Dataset entries
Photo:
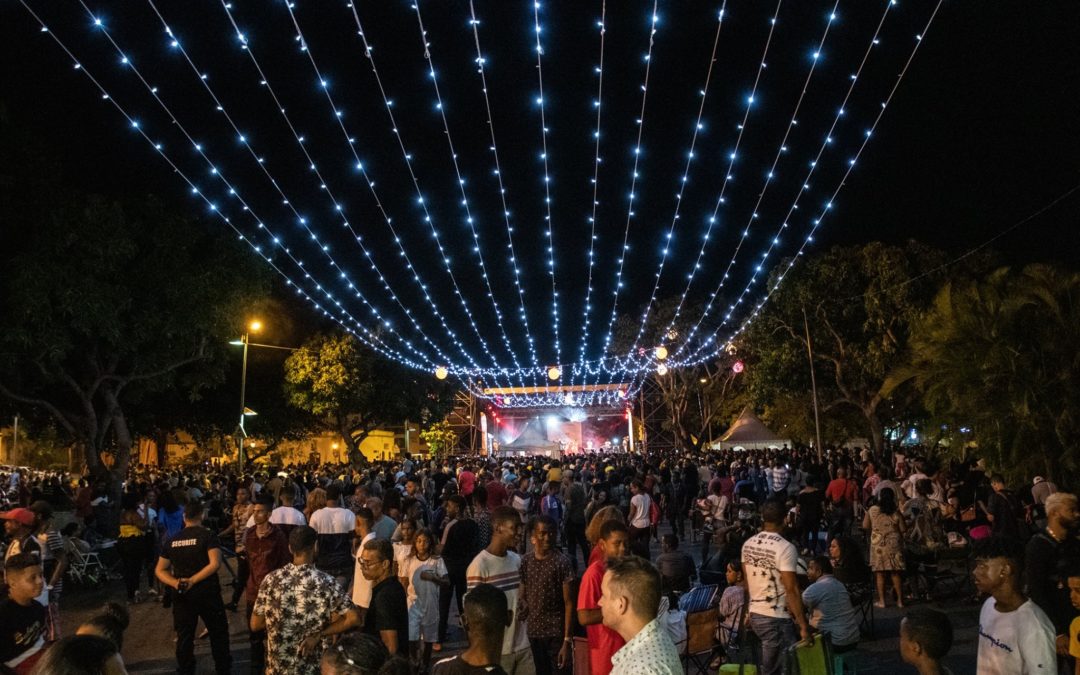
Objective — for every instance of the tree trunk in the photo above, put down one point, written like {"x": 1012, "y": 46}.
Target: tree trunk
{"x": 877, "y": 432}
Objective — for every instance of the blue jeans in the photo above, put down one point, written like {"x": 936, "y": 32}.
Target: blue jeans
{"x": 775, "y": 635}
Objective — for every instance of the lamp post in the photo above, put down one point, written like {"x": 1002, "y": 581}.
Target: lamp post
{"x": 253, "y": 326}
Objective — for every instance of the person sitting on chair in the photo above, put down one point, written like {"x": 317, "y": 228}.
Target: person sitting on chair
{"x": 829, "y": 606}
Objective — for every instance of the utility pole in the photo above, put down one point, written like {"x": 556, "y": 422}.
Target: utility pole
{"x": 813, "y": 386}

▶ _DIRECTIVE_
The data above should be repeated exactly, minus any pictures.

▶ _EXPECTED OUTPUT_
Photo:
Objective — for every instance of the tree trunk in the photo above, put down one point, written like {"x": 1012, "y": 46}.
Target: tree trunk
{"x": 877, "y": 432}
Objective — for every instance of the blue jeans in the photo above, put down one point, written like {"x": 936, "y": 32}.
Target: blue jeans
{"x": 775, "y": 635}
Objective — for every instance of the lamp post in the photo above, put down one point, written like {"x": 1002, "y": 581}.
Target: lamp post
{"x": 253, "y": 326}
Objective — for every instance of the person sitting on chair in the photo above, put down one point, written like {"x": 317, "y": 228}.
Target: person sitting on chair
{"x": 829, "y": 606}
Objective — for every instance of the utility pole in the photo above, put down one point, written like {"x": 556, "y": 422}.
Target: utility pole
{"x": 813, "y": 386}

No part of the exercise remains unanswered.